- _Aim of the exercise_:
Please restate each entry that appears below word for word, without its pictures.

- _Extracted data_:

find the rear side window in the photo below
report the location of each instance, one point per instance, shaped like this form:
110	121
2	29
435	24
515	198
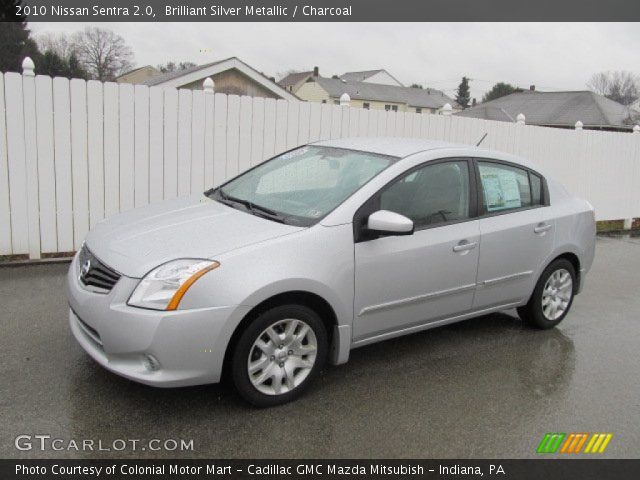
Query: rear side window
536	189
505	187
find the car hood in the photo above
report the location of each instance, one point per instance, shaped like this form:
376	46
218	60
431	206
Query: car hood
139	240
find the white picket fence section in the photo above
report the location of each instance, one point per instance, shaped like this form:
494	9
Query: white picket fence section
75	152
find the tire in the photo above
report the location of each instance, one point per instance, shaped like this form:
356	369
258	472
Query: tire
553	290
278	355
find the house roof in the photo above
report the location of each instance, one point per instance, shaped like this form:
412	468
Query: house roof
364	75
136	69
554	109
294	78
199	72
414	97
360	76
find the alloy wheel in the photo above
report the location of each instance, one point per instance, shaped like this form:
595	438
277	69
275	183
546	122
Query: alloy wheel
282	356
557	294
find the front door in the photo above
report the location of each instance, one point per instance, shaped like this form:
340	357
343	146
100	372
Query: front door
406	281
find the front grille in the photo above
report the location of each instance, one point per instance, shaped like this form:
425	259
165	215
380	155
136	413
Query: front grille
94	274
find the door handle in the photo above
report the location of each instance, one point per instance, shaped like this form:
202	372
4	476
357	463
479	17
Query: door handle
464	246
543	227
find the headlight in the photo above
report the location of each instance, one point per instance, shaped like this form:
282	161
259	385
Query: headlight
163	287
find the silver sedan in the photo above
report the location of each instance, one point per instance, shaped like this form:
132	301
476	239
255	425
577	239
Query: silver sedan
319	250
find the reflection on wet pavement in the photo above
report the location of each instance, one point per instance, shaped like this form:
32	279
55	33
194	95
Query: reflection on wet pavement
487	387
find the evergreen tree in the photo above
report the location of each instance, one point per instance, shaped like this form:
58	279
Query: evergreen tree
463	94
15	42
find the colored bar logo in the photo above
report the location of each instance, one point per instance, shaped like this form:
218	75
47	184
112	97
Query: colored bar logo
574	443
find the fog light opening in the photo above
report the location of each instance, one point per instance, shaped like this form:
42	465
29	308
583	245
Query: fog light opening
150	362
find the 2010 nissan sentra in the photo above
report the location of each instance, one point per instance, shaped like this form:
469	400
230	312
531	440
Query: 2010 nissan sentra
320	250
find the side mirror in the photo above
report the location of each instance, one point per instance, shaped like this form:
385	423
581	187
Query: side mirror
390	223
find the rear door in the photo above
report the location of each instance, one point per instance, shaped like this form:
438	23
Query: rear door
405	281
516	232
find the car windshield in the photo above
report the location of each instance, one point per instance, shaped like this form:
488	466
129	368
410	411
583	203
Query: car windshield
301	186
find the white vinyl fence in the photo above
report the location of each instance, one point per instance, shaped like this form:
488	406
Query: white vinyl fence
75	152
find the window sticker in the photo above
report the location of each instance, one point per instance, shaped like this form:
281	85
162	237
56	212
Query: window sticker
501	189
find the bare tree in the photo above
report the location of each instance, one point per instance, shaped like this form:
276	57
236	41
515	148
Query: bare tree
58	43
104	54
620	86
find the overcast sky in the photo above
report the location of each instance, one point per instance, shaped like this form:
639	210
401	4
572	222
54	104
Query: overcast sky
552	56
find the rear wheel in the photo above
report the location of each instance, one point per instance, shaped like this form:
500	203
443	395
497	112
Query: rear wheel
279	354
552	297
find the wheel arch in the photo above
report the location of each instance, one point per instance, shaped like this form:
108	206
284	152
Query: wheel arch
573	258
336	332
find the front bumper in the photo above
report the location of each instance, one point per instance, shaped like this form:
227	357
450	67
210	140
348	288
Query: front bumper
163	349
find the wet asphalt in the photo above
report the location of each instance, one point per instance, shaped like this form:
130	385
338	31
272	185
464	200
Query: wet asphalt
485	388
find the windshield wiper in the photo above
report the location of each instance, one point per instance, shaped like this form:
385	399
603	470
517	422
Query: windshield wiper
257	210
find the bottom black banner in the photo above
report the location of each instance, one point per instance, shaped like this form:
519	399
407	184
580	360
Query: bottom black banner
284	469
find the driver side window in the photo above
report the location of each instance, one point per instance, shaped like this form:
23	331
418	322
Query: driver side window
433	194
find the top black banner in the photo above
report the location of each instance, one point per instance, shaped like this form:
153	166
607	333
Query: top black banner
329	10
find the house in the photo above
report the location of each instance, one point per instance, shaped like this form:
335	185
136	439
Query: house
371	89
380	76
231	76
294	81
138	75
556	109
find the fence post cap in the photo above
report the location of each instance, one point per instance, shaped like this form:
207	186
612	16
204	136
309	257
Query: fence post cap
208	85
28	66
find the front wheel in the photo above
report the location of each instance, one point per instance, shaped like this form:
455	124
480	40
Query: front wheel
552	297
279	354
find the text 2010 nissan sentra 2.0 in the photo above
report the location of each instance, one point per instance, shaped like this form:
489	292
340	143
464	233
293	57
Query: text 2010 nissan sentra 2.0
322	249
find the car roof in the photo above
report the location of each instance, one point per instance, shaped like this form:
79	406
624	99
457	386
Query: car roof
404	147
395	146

- _Written reply_:
find the rear side window in the photo below
report the location of each instance, one point per instance, shaped like this form:
110	121
2	29
435	24
515	198
Query: rear side window
536	189
505	187
find the car hood in the photo above
report the location of each instance, one point per instance, shaped like this form:
376	46
218	60
431	206
Query: car hood
139	240
find the white picket fence section in the photo above
report the location of each instance, one point per instance, shaped like this form:
494	9
Query: white picket fence section
75	152
find the tire in the photo above
report the location of each instance, one point per instance, shaped like this form:
356	369
258	472
Query: tire
553	290
278	355
find the house roof in the photo above
report the location of each instance, one point per instance, shaped like this form:
412	468
Query: house roof
364	75
136	69
554	109
294	78
199	72
414	97
360	76
find the alloy wheel in the photo above
report the location of each instance, one point per instance, shaped like this form:
595	438
277	69
275	183
546	122
Query: alloy wheel
282	356
557	294
find the front door in the photo above
report the location of each instance, one point per instance, shaped like this form:
340	357
343	146
100	372
Query: front door
406	281
find the front grille in the photo above
report the location of each instance, one point per instance, shaped like this form:
425	259
165	215
380	155
136	413
Query: front grille
94	274
find the door handle in the photo above
report the location of each instance, one point per instance, shaped like this form:
202	372
4	476
357	463
479	17
Query: door handle
464	246
543	227
find the headlight in the photo above
report the location of each instance, one point per instance, shaped like this form:
282	161
259	385
Query: headlight
163	287
find the silver sedan in the photo above
report the location of each instance, one point per instance, shaped like this form:
132	301
476	239
255	425
577	239
Query: silver sedan
319	250
find the reflection on wet pavement in the photo above
report the location of each instance, one point per instance, shaped like this form:
32	279
55	33
194	95
Query: reflection on wet pavement
487	387
find the evergreen tree in the photo above
report the location of each instance, one point per instance, shaped like this form:
58	279
Query: evergreen tree
463	94
15	42
find the colored bar logo in the photo above
report the location of each instance, one point per instance, shaped like this form:
218	75
47	184
112	97
Query: colored bar logo
574	443
find the fog light opening in the photo above
report the location of each instance, one point per instance, shaped like this form:
42	465
29	308
583	245
Query: fog light opening
150	362
find the 2010 nissan sentra in the photo above
report the location of each instance, one point per instance, shaped like this form:
469	400
230	312
531	440
Query: 2010 nissan sentra
320	250
find the side mirror in the photo above
report the location of each instance, one point per instance, shaped like this form:
385	423
581	187
Query: side mirror
390	223
find the rear door in the photo above
report the location of each instance, one point per instance, shaped like this form:
438	23
Query: rear door
405	281
516	232
find the car windshield in the photo above
report the location of each instance, one point per instance, shaped like this form:
488	466
129	368
410	411
583	203
Query: car windshield
301	186
find the white vinyl fence in the photo above
report the location of each instance, one point per instance, shaped like this form:
488	406
Query: white vinyl fence
75	152
find the window sticker in the photo above
report the location of each instance, one point per instance, shaped like this form:
281	85
162	237
56	212
Query: window sticker
501	189
find the bare tree in the photo above
report the location of each instance, one point per instance, shaped like this form:
276	57
236	41
515	148
Query: bare tree
58	43
104	54
620	86
find the overcast sky in the photo above
report the location of each instance, one point per instance, shaped like this form:
639	210
401	4
572	222
54	104
Query: overcast sky
552	56
find the rear wheel in the photo above
report the location of each instance, one point per instance, shaped like this form:
500	203
443	395
497	112
Query: rear wheel
279	354
552	297
find the wheel arch in the photo above
report the location of each instance, one point per instance, shaped like this form:
108	206
284	152
Query: wheel arch
573	258
336	332
find the front bumper in the photo above
report the location of each instance, one point per instance, shaped like this form:
227	357
450	67
210	140
348	288
Query: front bumper
163	349
find the wet asphalt in the photo above
report the location of each instance, one point per instance, shaped like this form:
130	385
338	31
272	185
464	200
Query: wet asphalt
485	388
find the windshield wiper in the photo above
report the location of each instance, one point per instance, shaped like this form:
385	399
603	470
517	422
Query: windshield wiper
257	210
find the bottom black banner in the photo above
report the location of each instance, one point per instance, shaped like this form:
519	399
407	184
580	360
Query: bottom black banner
284	469
find the driver side window in the photo above
report the location of each instance, one point per instance, shaped like this form:
23	331
418	322
Query: driver side window
433	194
find the top black banner in the photo above
report the location of each instance, one point per instance, shaped like this form:
153	166
607	333
Query: top black banner
329	10
find the house in the photo above
report the location of each instance, one point per instance, shaped like this form:
335	185
136	439
Query: house
371	89
380	76
231	76
294	81
138	75
556	109
find the fence post cap in the photo above
report the location of each instance, one point per instance, shaped like this form:
207	186
612	16
204	136
309	257
Query: fence post cap
208	85
28	66
find the front wheel in the photo above
report the location of each instance, one point per instance, shaped like this form:
455	124
480	40
Query: front wheel
552	297
279	354
find the text 2010 nissan sentra 2.0 in the photo above
report the location of each instance, one point per instance, shaped like this form:
489	292
340	143
464	233
293	57
Query: text 2010 nissan sentra 2.0
322	249
find the car roof in the photo above
report the location of each instance, one point per instance, shaped like this form:
79	406
624	99
457	386
Query: car roof
404	147
395	146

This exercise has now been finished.